§ **TASK DIRECTIONS**:
Below are some entries. Work out how many of their lines hold the word "summit", and write that number alone.

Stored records
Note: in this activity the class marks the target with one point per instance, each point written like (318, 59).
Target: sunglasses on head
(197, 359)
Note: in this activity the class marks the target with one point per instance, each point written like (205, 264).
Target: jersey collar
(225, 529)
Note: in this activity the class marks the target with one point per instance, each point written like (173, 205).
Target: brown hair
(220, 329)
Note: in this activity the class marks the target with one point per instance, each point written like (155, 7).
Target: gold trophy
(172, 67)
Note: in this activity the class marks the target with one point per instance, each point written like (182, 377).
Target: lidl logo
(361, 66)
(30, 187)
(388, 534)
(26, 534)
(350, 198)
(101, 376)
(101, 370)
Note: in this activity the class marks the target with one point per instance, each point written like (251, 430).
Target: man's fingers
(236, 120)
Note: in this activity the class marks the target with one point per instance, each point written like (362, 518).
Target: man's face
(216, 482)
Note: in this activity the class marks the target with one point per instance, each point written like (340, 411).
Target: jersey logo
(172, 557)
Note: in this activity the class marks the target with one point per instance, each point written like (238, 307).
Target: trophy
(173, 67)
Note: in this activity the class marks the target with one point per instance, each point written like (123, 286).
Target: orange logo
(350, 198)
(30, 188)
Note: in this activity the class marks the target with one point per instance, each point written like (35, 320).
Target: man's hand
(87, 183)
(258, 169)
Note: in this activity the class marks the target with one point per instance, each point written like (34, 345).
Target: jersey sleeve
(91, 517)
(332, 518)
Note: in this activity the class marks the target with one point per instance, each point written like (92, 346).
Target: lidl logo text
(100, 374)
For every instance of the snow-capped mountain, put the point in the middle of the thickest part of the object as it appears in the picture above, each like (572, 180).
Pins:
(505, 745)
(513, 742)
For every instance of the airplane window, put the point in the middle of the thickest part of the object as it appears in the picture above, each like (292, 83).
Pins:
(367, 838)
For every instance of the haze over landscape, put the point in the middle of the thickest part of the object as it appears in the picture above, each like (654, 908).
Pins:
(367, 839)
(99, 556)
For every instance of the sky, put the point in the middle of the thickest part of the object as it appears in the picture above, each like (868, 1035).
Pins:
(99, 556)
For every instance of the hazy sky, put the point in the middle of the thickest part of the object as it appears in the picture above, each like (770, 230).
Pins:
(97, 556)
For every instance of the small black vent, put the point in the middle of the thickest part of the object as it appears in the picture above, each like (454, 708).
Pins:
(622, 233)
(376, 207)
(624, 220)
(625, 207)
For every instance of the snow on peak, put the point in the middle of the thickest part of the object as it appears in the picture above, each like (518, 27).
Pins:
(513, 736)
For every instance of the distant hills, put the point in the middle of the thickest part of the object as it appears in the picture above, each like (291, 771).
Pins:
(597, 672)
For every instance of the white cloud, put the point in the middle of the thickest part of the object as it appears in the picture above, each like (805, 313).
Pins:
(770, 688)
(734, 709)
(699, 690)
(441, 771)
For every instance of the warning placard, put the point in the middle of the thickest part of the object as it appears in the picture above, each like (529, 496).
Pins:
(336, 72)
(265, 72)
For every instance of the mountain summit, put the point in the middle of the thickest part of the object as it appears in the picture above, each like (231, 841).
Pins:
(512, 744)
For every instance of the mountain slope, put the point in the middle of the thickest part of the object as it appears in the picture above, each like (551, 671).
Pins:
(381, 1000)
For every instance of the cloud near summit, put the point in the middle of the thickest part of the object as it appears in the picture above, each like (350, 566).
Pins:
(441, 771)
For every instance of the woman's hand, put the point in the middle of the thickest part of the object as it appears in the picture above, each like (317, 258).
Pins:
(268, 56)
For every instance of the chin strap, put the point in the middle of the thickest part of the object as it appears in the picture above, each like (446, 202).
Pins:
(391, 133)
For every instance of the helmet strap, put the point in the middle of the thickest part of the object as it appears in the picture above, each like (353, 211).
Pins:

§ **SOLUTION TO THIS PROBLEM**:
2